Please update the records below, replacing "upholstered armchair" with "wooden rocking chair" and leaving everything else unchanged.

Start of Available data

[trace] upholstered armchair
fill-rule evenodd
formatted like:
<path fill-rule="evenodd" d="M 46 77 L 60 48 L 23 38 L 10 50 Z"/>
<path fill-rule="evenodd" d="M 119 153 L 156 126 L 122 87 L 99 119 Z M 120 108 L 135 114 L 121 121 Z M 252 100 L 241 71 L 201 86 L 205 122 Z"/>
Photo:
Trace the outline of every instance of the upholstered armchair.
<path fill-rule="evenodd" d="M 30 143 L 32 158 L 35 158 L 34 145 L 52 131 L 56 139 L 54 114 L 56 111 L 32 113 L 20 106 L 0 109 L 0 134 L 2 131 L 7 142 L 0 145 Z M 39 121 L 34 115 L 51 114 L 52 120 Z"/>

End of Available data

Reply to the task -
[trace] wooden rocking chair
fill-rule evenodd
formatted like:
<path fill-rule="evenodd" d="M 46 77 L 60 48 L 23 38 L 10 50 Z"/>
<path fill-rule="evenodd" d="M 119 153 L 156 126 L 122 87 L 99 119 Z M 120 108 L 135 114 L 121 121 Z M 252 100 L 241 71 L 201 86 L 205 122 Z"/>
Photo:
Trace the outline of every instance of the wooden rocking chair.
<path fill-rule="evenodd" d="M 30 143 L 32 158 L 35 158 L 34 145 L 52 131 L 56 139 L 54 114 L 56 111 L 32 113 L 20 106 L 0 109 L 0 134 L 2 131 L 7 142 L 0 145 Z M 39 121 L 34 115 L 51 114 L 52 120 Z"/>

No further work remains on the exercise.